>> BEGIN Data for processing

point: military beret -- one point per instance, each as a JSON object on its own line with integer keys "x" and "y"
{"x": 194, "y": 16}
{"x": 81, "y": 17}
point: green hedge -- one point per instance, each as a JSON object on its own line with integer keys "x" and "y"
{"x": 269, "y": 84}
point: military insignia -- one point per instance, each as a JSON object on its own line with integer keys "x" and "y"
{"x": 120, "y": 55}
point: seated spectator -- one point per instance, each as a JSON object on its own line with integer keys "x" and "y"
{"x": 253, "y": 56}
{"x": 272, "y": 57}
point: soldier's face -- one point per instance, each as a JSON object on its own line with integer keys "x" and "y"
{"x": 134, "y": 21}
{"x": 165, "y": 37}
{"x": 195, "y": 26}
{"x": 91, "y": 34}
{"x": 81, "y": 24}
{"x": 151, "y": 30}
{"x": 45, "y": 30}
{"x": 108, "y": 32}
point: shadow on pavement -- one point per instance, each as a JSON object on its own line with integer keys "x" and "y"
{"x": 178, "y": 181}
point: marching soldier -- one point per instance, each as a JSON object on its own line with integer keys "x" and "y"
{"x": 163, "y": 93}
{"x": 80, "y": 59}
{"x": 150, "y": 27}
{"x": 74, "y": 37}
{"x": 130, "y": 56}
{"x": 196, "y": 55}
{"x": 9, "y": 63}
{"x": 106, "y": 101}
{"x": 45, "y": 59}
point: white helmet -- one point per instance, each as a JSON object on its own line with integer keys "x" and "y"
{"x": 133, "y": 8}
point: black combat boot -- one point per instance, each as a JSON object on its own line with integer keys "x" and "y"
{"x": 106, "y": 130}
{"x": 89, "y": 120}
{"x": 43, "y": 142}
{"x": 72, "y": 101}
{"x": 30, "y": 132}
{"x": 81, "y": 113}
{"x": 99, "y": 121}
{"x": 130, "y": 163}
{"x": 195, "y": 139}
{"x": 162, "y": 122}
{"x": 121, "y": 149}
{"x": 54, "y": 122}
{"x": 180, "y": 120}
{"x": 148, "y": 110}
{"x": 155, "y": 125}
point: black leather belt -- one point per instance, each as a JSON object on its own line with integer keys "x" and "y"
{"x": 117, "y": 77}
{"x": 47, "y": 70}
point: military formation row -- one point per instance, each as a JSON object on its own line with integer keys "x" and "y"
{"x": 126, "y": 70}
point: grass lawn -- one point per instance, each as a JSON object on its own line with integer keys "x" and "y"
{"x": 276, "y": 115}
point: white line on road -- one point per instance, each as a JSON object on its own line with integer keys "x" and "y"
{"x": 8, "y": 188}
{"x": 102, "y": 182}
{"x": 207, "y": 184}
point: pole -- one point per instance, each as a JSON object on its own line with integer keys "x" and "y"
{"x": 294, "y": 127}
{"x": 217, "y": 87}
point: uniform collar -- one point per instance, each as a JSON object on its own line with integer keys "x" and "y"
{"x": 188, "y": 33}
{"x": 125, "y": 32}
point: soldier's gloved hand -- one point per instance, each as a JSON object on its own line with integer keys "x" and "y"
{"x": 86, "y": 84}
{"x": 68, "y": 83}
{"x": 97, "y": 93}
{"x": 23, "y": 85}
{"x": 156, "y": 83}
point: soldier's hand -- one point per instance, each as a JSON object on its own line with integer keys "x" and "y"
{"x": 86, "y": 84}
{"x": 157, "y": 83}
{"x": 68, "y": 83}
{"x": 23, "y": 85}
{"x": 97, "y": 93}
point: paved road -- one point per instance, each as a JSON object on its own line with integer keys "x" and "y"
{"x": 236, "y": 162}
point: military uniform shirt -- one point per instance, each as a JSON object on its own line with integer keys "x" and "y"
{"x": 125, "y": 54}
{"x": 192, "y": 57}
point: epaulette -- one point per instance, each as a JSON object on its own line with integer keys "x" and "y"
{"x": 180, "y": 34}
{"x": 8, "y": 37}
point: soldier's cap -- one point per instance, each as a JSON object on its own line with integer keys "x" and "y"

>> END Data for processing

Copy all of the lines above, character for character, with nothing changed.

point: military beret -- one point per instance, each as a JSON object on its own line with integer keys "x" and "y"
{"x": 194, "y": 16}
{"x": 81, "y": 17}
point: green hedge -- one point per instance, each as a JSON object on its own line with integer keys "x" and "y"
{"x": 269, "y": 84}
point: military insignia -- one point per instance, each as a JSON object on its own line with integer keys "x" and "y"
{"x": 120, "y": 55}
point: seated spectator -- one point per instance, each as a JSON object on its own line with integer keys "x" and "y"
{"x": 253, "y": 56}
{"x": 272, "y": 57}
point: soldier's face -- one point per instance, each as a JSON object on its own line with integer keys "x" and "y"
{"x": 134, "y": 21}
{"x": 165, "y": 37}
{"x": 195, "y": 26}
{"x": 91, "y": 34}
{"x": 81, "y": 24}
{"x": 151, "y": 30}
{"x": 45, "y": 30}
{"x": 108, "y": 32}
point: shadow on pavement -- one point per instance, each as a JSON object on its own line with integer keys "x" and "y"
{"x": 178, "y": 181}
point: marching soldier -- one point per instance, each as a JSON object on its own line with integer keys "x" and "y"
{"x": 163, "y": 93}
{"x": 80, "y": 59}
{"x": 150, "y": 27}
{"x": 74, "y": 37}
{"x": 130, "y": 56}
{"x": 196, "y": 55}
{"x": 9, "y": 63}
{"x": 106, "y": 101}
{"x": 45, "y": 59}
point: white helmet -- one point per instance, each as a JSON object on its own line with integer keys "x" and "y"
{"x": 133, "y": 8}
point: black combat boot -- one point per instance, each as a JSON object on its own line with integer keys "x" and "y"
{"x": 106, "y": 130}
{"x": 89, "y": 120}
{"x": 43, "y": 142}
{"x": 72, "y": 101}
{"x": 30, "y": 132}
{"x": 81, "y": 113}
{"x": 99, "y": 121}
{"x": 130, "y": 163}
{"x": 195, "y": 139}
{"x": 162, "y": 122}
{"x": 121, "y": 149}
{"x": 54, "y": 122}
{"x": 180, "y": 120}
{"x": 148, "y": 110}
{"x": 155, "y": 125}
point: black leather belt -- one point per instance, each as a JSON object on its own line with integer keys "x" and "y"
{"x": 117, "y": 77}
{"x": 47, "y": 70}
point: military formation row -- one point per instance, each as a JSON object on its own line with integer keys "x" and "y"
{"x": 126, "y": 70}
point: grass lawn -- one point per instance, each as a JSON object on its own line with integer keys "x" and "y"
{"x": 276, "y": 115}
point: white line on road -- one point per instance, each as a JSON object on its own line with integer keys "x" and "y"
{"x": 8, "y": 188}
{"x": 102, "y": 182}
{"x": 207, "y": 184}
point: pole -- one point per instance, each as a JSON object on its own line with integer keys "x" and "y"
{"x": 294, "y": 127}
{"x": 217, "y": 87}
point: uniform collar -- one point per instance, each as a JSON object on its own line with integer keys "x" and "y"
{"x": 188, "y": 33}
{"x": 125, "y": 32}
point: soldier's gloved hand -- one point per instance, each as a JSON object on its own line with integer keys "x" and "y"
{"x": 86, "y": 84}
{"x": 68, "y": 83}
{"x": 97, "y": 93}
{"x": 23, "y": 85}
{"x": 156, "y": 83}
point: soldier's hand -- one point per instance, each as a JSON object on its own line with integer keys "x" and "y"
{"x": 86, "y": 84}
{"x": 157, "y": 83}
{"x": 68, "y": 83}
{"x": 23, "y": 85}
{"x": 97, "y": 93}
point: paved road -- one point per instance, each as a JSON object on its own line with integer keys "x" and "y"
{"x": 236, "y": 162}
point: military uniform shirt -- one point per instance, each as a JSON object on its own line with integer keys "x" and "y"
{"x": 125, "y": 54}
{"x": 192, "y": 57}
point: epaulette -- one point per instance, each as a JSON object on its own line with integer keys "x" and "y"
{"x": 180, "y": 34}
{"x": 8, "y": 37}
point: soldier's cap -- one point per instance, each as a JSON object on its own line with integer keys "x" and "y"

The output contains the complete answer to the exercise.